-- Stored data follows --

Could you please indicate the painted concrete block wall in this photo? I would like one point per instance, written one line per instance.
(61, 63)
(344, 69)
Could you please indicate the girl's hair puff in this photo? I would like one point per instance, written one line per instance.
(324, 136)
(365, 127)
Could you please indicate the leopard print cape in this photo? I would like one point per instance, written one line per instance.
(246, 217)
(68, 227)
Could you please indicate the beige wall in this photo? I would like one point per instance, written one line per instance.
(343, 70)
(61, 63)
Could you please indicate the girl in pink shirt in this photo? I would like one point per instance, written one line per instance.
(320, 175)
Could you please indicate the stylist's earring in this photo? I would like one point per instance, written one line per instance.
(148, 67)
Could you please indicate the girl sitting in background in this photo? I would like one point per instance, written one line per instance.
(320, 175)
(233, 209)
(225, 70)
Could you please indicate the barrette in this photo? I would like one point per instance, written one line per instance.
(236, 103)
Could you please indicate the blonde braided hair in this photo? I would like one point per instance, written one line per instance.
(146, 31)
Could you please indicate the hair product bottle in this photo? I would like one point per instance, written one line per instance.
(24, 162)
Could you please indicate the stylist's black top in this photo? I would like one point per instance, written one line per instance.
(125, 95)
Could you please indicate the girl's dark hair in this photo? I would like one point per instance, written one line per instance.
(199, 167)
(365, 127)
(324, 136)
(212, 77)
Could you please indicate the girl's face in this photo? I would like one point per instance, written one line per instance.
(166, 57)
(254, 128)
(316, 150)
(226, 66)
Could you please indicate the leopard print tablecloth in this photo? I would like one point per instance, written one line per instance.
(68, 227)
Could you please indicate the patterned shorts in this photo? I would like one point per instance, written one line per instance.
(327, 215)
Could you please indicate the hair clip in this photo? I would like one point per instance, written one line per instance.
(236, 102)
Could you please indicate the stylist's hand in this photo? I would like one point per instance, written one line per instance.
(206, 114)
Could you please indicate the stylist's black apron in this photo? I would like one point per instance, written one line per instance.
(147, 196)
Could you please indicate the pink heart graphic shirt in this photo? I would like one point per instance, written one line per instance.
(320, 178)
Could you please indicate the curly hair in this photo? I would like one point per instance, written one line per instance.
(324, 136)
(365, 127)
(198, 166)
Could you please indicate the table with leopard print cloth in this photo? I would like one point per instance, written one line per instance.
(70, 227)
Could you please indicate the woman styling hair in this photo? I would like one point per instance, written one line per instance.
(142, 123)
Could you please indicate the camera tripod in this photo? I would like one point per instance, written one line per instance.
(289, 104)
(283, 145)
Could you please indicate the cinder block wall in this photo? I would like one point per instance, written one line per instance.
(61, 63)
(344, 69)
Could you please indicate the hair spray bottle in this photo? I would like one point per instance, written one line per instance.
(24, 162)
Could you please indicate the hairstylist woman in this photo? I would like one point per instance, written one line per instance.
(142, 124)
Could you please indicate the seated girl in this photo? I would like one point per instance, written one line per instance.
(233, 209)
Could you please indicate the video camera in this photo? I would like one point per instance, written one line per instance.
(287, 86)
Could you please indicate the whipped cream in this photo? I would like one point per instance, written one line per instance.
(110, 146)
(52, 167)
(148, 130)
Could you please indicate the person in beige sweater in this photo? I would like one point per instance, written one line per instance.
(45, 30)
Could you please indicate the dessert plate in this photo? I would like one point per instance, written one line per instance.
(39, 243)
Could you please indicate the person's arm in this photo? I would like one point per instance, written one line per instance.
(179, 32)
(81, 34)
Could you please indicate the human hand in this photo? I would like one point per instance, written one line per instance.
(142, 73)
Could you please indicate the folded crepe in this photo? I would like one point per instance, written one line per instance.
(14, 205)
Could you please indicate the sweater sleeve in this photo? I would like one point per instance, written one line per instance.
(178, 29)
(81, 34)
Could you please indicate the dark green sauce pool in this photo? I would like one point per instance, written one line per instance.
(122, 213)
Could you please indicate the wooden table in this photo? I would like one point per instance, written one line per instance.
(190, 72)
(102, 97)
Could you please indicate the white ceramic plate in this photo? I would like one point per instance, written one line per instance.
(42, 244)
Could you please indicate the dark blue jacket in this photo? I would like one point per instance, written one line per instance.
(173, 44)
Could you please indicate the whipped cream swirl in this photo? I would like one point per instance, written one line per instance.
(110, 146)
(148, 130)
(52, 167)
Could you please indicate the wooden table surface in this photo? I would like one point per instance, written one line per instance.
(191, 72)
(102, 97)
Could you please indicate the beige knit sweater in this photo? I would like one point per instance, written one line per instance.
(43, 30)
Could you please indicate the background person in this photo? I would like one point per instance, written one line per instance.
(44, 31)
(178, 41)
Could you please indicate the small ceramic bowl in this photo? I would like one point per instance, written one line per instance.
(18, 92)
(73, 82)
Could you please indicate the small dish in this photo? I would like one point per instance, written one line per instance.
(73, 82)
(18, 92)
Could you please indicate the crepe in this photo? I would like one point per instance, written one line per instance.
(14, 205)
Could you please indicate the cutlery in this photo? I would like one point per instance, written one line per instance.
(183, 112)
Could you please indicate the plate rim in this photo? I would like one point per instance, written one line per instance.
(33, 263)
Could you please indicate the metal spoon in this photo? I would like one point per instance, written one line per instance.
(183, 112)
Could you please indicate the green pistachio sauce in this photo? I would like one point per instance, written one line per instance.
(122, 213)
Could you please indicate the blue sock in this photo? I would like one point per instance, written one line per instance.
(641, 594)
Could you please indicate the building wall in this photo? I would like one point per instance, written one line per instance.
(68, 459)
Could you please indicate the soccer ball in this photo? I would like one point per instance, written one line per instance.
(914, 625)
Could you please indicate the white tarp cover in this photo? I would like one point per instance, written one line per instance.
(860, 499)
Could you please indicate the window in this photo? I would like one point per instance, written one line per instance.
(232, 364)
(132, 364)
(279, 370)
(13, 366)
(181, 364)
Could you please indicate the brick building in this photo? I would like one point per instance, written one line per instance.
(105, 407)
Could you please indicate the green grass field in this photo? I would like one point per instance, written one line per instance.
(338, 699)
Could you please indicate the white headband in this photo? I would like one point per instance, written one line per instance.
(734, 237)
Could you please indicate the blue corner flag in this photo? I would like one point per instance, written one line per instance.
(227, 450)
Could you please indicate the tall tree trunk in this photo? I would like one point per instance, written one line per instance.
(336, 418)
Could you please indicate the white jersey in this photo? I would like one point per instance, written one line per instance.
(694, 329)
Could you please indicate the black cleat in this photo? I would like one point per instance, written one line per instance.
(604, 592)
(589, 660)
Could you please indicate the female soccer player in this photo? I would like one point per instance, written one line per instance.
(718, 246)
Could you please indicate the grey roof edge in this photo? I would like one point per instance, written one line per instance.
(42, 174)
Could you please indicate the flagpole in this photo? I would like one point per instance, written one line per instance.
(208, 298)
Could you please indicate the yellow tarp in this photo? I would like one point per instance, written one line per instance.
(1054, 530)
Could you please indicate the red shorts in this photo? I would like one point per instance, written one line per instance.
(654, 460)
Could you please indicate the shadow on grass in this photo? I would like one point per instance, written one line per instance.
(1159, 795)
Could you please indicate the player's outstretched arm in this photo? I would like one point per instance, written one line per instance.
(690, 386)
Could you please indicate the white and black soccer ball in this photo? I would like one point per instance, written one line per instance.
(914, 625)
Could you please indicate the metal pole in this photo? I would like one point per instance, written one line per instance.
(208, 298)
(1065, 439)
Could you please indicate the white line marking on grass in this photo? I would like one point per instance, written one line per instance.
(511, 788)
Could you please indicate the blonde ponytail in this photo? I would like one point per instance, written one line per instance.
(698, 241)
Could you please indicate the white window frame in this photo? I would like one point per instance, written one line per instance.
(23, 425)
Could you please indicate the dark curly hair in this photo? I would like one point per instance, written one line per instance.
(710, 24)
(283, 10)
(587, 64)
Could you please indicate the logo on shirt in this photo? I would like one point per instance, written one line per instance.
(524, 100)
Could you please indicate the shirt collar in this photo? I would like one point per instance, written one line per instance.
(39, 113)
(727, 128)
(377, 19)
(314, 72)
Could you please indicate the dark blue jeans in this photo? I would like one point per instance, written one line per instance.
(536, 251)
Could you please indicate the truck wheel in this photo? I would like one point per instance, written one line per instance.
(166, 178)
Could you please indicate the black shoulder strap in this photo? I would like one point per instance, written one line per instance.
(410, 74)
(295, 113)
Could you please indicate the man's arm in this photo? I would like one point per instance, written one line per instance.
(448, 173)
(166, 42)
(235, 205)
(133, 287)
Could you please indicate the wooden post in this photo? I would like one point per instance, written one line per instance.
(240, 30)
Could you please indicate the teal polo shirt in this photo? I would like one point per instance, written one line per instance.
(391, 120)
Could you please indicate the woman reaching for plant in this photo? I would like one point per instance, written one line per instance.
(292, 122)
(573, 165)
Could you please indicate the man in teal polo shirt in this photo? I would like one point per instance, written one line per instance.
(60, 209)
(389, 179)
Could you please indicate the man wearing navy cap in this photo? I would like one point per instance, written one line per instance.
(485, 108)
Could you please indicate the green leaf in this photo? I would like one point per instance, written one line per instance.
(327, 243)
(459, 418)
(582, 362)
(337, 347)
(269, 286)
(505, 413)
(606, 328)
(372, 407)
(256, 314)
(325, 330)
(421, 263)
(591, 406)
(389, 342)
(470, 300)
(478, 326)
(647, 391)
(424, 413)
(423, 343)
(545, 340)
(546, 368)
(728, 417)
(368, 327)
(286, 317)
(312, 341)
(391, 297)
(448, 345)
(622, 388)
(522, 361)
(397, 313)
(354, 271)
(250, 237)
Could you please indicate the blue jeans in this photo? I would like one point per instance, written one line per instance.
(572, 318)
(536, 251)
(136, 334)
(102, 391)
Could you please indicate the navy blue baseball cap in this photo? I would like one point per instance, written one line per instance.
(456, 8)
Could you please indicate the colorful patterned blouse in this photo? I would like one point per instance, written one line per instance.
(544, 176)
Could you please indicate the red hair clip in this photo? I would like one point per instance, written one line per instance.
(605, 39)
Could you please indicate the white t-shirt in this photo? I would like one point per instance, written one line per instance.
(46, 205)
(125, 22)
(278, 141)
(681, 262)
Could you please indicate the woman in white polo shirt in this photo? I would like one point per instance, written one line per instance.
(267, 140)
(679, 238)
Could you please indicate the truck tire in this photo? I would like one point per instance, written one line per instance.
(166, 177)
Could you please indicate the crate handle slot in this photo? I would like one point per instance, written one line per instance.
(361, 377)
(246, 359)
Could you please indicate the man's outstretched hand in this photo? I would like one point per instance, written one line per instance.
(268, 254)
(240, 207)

-- Stored data concluded --

*Work instruction*: Reproduce nothing but the lines from the line containing "Could you please indicate the green leaf" to the last line of the data, each exactly as written.

*Answer section*:
Could you please indicate the green leaf in this photo? I would like one point per instance, written one line per instance.
(327, 243)
(459, 418)
(582, 362)
(337, 347)
(269, 286)
(505, 413)
(606, 328)
(372, 407)
(256, 314)
(325, 330)
(421, 263)
(591, 406)
(389, 342)
(470, 300)
(478, 326)
(647, 391)
(424, 413)
(423, 343)
(545, 340)
(546, 368)
(728, 417)
(368, 327)
(286, 317)
(312, 341)
(391, 297)
(448, 345)
(622, 388)
(522, 361)
(397, 313)
(354, 271)
(250, 237)
Could you please indicate the blue jeans in this photo? I would like one point per instance, written one line per instance.
(572, 318)
(536, 251)
(136, 334)
(102, 391)
Could you please indicate the navy blue baseball cap in this photo? I would like one point per instance, written one line per instance.
(456, 8)
Could you please indicate the colorful patterned blouse in this photo? I would like one point per instance, written one line per instance.
(544, 176)
Could you please indicate the red hair clip in this photo? I would like one point per instance, written one line per instance.
(605, 39)
Could you please indicate the white t-shirt in this photo? I would like one point per instance, written one line per instance.
(46, 205)
(125, 22)
(278, 141)
(681, 262)
Could you please indicate the woman in white polo shirt in this photo? I would like one point per instance, written one line per instance.
(267, 140)
(679, 238)
Could you please indicate the truck tire in this photo? I would like one point per instance, written one line per instance.
(166, 177)
Could you please indicate the crate handle slot in this photo? I would like one point per instance, written one line per instance.
(361, 377)
(246, 359)
Could you please indicate the man's outstretched hand in this photo? I would like one point per instance, written one line per instance.
(268, 254)
(240, 207)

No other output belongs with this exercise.